**CHALLENGE**. Which lines in the items below contain the word "spreader"? Gather each one and copy it in full.

**DATASET ENTRIES**.

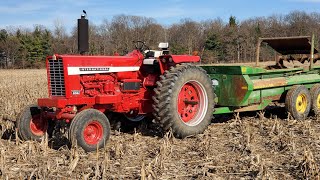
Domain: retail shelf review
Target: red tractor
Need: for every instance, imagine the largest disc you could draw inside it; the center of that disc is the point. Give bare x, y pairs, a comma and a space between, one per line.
84, 89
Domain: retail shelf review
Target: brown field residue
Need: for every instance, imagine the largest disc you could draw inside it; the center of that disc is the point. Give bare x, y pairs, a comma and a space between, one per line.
263, 145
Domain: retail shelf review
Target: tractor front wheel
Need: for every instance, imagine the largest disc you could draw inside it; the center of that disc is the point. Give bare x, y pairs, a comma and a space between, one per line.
30, 124
184, 100
298, 102
90, 129
315, 96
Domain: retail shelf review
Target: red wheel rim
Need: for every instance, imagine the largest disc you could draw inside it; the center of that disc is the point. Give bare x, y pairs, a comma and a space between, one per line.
38, 125
93, 133
192, 103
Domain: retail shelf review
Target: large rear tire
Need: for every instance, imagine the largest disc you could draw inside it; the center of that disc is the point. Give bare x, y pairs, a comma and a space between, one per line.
184, 100
31, 125
90, 129
298, 102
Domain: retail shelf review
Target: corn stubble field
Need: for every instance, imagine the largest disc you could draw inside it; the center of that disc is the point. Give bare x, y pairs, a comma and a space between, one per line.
249, 146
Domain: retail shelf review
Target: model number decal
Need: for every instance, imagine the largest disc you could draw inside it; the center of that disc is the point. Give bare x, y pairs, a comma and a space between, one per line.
101, 69
94, 69
75, 92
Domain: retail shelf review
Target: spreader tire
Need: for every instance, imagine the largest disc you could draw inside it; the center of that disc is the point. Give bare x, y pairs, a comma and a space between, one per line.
90, 129
30, 124
298, 102
315, 98
184, 100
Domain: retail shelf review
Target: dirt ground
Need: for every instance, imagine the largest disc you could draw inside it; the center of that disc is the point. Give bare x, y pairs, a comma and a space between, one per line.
257, 145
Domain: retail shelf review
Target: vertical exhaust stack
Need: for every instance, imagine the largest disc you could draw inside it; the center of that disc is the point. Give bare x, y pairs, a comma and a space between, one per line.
83, 34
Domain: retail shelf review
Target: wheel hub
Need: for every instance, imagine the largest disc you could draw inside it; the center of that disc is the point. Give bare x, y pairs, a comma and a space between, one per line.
93, 133
301, 104
192, 103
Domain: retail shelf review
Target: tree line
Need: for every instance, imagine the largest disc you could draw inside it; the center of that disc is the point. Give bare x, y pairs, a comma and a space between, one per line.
214, 39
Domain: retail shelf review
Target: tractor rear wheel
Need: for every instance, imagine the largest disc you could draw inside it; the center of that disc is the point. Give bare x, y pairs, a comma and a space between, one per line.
30, 124
298, 102
90, 129
184, 100
315, 98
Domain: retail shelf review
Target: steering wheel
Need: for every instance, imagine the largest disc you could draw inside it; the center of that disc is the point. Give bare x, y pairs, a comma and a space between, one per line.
141, 46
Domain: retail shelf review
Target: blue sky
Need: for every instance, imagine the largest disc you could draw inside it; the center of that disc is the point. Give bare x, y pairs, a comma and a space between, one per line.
27, 13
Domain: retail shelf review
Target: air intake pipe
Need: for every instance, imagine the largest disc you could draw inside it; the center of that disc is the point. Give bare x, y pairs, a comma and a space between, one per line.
83, 34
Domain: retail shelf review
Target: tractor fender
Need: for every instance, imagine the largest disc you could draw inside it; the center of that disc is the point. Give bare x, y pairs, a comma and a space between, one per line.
181, 58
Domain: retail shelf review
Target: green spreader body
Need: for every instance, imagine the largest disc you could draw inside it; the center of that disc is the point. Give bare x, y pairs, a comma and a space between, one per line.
246, 88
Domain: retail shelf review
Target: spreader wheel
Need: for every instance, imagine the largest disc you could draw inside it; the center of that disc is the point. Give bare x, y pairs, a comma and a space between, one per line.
90, 129
30, 124
184, 100
298, 102
315, 98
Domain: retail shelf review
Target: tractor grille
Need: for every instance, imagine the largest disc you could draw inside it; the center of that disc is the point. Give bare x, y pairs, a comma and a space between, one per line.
57, 87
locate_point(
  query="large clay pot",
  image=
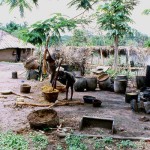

**RESPONSE TO THE EXERCISE**.
Target: spreader tire
Target: green spreader body
Target: spreader wheel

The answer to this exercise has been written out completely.